• [STATED PROBLEM] Repeat precisely, and only, the lines between the line containing "Where can the concrete" and the end of the listing below, both ends included.

• [DATASET RECORDS]
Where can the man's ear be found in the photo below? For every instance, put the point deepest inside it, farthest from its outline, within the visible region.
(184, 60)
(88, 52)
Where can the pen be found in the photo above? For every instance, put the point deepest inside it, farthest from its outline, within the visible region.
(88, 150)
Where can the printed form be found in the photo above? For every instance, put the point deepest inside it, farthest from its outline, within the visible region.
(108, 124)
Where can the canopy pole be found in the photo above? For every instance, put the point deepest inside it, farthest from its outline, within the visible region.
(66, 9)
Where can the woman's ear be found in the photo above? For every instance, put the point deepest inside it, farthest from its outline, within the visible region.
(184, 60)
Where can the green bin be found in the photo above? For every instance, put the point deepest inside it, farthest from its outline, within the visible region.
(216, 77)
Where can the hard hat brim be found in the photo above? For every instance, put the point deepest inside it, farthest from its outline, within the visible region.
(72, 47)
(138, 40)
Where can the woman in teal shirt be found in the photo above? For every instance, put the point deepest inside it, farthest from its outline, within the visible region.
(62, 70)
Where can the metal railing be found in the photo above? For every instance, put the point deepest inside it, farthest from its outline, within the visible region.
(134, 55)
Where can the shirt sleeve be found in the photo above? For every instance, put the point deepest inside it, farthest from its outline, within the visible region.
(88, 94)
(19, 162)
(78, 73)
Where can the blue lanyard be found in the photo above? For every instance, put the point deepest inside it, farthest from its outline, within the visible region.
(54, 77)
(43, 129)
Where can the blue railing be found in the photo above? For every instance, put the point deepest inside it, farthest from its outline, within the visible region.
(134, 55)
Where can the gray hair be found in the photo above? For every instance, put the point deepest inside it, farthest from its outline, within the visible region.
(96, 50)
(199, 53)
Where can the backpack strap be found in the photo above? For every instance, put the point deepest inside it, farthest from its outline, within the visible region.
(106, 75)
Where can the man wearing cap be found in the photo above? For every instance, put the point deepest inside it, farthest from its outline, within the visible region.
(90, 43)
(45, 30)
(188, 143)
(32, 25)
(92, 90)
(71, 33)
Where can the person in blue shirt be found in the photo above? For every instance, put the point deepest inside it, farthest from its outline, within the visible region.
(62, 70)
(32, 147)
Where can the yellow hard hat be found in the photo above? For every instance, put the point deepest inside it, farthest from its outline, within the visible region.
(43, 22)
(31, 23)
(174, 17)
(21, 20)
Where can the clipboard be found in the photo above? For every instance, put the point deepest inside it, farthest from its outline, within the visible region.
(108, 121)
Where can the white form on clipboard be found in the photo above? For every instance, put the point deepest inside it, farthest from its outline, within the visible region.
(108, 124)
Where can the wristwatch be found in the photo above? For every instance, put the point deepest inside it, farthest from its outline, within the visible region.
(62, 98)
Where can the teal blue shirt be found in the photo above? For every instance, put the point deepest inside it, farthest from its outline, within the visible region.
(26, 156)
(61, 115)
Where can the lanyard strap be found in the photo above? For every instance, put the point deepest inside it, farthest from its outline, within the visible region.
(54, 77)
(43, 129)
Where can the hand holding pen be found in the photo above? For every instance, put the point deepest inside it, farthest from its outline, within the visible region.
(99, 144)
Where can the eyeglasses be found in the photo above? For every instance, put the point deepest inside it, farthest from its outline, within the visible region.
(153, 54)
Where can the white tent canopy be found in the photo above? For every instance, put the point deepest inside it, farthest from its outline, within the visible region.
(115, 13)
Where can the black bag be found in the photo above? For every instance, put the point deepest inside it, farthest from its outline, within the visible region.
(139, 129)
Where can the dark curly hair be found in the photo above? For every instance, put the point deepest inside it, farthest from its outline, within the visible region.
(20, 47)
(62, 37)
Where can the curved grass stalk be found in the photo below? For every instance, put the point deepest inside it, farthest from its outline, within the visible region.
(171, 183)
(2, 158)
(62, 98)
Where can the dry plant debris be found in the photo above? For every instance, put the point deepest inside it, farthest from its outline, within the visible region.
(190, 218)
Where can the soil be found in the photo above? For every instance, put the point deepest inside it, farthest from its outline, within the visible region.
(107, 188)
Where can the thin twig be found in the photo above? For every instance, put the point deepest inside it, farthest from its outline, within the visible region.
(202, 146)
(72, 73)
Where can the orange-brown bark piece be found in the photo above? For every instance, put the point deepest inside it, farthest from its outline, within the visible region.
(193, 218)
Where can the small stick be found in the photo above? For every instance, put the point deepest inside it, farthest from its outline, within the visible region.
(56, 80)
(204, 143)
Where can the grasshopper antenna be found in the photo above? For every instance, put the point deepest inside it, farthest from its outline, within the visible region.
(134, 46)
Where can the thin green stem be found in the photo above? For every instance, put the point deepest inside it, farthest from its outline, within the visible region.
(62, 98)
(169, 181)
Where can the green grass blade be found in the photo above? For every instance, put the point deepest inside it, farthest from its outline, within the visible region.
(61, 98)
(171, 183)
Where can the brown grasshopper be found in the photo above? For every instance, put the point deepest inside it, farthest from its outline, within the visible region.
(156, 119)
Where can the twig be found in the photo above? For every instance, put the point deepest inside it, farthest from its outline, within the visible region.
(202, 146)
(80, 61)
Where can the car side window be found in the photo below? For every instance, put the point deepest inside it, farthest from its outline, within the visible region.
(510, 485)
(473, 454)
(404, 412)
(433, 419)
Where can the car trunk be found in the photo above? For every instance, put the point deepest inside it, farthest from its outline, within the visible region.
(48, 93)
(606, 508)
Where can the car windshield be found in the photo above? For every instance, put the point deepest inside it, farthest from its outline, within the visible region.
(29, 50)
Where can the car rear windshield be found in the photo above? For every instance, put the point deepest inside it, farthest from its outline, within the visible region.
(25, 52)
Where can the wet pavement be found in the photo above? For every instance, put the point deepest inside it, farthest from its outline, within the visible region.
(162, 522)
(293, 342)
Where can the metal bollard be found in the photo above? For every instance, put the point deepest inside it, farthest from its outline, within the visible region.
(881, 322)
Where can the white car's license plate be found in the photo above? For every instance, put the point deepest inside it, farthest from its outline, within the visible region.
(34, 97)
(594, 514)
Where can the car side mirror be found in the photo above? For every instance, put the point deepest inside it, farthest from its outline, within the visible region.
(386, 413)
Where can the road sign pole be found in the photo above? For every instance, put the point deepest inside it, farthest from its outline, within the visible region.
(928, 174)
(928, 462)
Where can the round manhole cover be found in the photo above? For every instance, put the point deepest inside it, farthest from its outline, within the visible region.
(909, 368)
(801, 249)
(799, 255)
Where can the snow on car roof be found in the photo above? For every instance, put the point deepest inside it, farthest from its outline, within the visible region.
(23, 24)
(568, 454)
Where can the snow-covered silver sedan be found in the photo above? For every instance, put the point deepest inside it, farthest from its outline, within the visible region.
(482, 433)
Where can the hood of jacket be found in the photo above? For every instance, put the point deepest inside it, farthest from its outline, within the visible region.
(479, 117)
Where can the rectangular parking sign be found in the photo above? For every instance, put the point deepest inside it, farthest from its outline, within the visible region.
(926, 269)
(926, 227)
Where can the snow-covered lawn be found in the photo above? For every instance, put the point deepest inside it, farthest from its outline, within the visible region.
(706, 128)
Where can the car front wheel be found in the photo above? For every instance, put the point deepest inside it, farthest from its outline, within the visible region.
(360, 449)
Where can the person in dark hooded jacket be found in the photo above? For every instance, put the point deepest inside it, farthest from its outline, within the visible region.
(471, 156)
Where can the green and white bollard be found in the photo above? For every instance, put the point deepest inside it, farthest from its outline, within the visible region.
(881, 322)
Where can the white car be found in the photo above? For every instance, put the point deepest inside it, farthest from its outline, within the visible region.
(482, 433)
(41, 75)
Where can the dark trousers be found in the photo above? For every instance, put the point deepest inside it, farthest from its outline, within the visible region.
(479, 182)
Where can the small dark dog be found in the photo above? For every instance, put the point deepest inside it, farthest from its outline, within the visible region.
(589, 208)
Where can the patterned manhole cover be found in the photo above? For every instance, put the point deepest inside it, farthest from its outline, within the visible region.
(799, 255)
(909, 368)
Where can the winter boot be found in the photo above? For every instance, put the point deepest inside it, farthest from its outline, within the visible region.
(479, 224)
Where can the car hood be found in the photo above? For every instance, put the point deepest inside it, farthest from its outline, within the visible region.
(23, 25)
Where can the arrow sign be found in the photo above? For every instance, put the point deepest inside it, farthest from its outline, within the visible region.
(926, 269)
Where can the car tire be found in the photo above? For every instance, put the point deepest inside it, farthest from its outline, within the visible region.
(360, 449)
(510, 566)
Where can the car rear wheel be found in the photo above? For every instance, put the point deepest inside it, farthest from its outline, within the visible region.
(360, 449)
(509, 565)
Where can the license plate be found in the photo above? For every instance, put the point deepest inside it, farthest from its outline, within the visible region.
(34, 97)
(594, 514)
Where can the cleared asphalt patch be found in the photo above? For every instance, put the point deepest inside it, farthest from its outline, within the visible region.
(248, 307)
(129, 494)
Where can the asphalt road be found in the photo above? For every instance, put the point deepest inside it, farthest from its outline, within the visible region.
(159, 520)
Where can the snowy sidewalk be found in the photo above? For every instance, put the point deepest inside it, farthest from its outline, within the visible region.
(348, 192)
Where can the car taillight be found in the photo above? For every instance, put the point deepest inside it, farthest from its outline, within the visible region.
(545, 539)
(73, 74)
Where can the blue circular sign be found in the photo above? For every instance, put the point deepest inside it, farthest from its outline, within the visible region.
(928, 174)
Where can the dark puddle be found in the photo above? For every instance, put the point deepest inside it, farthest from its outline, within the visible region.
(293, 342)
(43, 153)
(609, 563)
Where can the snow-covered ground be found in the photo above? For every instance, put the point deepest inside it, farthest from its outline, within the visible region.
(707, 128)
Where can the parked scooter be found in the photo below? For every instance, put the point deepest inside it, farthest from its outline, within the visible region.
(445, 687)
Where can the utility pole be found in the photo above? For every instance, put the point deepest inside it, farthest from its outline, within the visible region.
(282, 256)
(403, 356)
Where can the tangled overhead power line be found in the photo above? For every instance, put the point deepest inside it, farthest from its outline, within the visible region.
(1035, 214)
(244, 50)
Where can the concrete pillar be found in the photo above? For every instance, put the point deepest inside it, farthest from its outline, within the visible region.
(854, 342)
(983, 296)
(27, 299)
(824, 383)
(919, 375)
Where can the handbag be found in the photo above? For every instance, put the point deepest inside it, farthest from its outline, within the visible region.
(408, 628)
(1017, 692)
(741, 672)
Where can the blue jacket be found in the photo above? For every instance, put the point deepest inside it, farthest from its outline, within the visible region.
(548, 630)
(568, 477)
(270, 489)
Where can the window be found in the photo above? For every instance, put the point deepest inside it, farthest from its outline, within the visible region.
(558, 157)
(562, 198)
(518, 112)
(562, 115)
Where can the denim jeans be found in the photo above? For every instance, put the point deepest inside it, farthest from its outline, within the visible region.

• [EXPECTED ANSWER]
Where can the concrete pillar be found in the photo above? For every instance, put the point deepest inside it, farthest from its outline, within the visible region.
(854, 342)
(983, 296)
(27, 299)
(824, 383)
(919, 375)
Where can the handbag be found in the photo above? For every instance, put the point deepest inside it, farthest from its outline, within the visible region.
(408, 628)
(1017, 692)
(741, 672)
Where can the blue jacket be found in the photo above? For every instance, put the point deepest inside it, farthest from its outline, within the visible region.
(548, 630)
(568, 477)
(270, 489)
Where can the window be found in the photo above? For every instance, put the point deepest inside it, farthest from its outline, within the visible region.
(558, 157)
(562, 198)
(518, 112)
(562, 115)
Where can the denim jeans be found in the photo above? For every instance, put the point deepest inside it, farthest from its outline, within the visible region.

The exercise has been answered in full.